What needs to be done:
Every line in the data below from the one containing "Target: antelope ear" down to the one containing "Every instance of the rifle stock", both included, must be retyped exactly; no other line is to appear.

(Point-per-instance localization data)
________________________

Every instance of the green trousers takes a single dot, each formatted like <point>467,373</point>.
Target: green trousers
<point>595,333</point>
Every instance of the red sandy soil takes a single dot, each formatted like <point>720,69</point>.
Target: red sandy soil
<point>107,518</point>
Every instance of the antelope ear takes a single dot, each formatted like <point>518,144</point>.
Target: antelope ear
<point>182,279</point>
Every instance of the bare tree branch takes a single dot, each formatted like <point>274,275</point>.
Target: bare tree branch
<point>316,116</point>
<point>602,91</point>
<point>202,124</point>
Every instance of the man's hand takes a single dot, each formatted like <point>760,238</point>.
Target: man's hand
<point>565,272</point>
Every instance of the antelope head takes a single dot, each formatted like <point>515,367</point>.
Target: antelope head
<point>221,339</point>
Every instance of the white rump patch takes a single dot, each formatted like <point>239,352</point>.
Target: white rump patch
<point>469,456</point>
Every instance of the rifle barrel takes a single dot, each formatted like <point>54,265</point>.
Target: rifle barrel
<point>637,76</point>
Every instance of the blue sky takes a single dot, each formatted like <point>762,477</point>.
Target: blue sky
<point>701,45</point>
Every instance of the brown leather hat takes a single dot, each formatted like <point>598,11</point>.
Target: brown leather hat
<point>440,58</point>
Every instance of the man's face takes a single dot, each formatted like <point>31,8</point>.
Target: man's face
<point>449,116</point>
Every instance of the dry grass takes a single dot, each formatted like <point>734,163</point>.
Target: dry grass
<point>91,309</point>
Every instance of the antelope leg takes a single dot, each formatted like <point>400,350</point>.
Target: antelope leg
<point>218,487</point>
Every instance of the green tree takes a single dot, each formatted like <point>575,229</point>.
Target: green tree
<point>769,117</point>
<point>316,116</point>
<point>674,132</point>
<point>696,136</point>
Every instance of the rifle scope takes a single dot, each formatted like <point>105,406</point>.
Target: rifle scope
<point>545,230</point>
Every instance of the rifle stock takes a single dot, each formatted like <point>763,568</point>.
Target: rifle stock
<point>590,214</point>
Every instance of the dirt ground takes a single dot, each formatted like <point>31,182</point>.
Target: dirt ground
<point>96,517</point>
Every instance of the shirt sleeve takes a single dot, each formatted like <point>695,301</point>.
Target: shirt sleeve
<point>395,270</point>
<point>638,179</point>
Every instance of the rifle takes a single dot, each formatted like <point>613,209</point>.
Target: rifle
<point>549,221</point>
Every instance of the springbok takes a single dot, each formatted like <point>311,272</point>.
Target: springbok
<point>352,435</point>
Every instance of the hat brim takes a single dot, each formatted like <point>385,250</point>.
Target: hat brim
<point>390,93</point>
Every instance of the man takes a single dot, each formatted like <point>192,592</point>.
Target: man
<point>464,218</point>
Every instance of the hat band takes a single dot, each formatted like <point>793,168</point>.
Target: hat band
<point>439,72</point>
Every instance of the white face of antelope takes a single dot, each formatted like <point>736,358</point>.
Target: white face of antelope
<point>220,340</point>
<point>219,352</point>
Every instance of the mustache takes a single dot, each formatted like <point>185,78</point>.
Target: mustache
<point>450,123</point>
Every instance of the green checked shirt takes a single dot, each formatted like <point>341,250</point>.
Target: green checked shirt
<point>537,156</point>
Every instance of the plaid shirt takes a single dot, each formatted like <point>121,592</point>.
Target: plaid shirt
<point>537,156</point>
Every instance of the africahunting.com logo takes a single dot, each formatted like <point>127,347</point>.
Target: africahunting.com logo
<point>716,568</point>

________________________

Exercise output:
Target: antelope ear
<point>182,279</point>
Every instance of the bare tree branch takes a single dot, each formatted like <point>274,275</point>.
Target: bare tree branch
<point>316,116</point>
<point>602,91</point>
<point>202,124</point>
Every instance of the man's hand takes a single dot, each formatted like <point>760,238</point>.
Target: man's hand
<point>565,272</point>
Every instance of the antelope head takes a single dot, each formatted like <point>515,367</point>.
Target: antelope head
<point>221,339</point>
Every instance of the white rump patch takes a single dot, each formatted like <point>239,352</point>.
Target: white rump patch
<point>469,456</point>
Every instance of the rifle barrel takes a single dot, each formatted like <point>54,265</point>.
Target: rifle barrel
<point>637,76</point>
Every instance of the blue sky takes a single dot, each formatted like <point>762,477</point>.
Target: blue sky
<point>701,45</point>
Every instance of the brown leather hat takes a single dot, each formatted like <point>598,11</point>.
Target: brown leather hat
<point>440,58</point>
Every instance of the man's face takes a single dot, each formatted like <point>31,8</point>.
Target: man's face
<point>449,116</point>
Every instance of the dry grass takes a single dot, each formatted like <point>734,163</point>.
Target: dry grass
<point>91,309</point>
Every instance of the antelope leg takes a single dot, each formatted like <point>400,350</point>.
Target: antelope leg
<point>218,487</point>
Every instance of the green tree takes a single dot, each formatted like <point>575,229</point>.
Target: green tree
<point>769,117</point>
<point>316,116</point>
<point>674,132</point>
<point>696,136</point>
Every instance of the rifle scope takes a single dot, each formatted like <point>105,406</point>.
Target: rifle scope
<point>545,230</point>
Every instance of the rifle stock takes a single dot, each formatted like <point>763,568</point>.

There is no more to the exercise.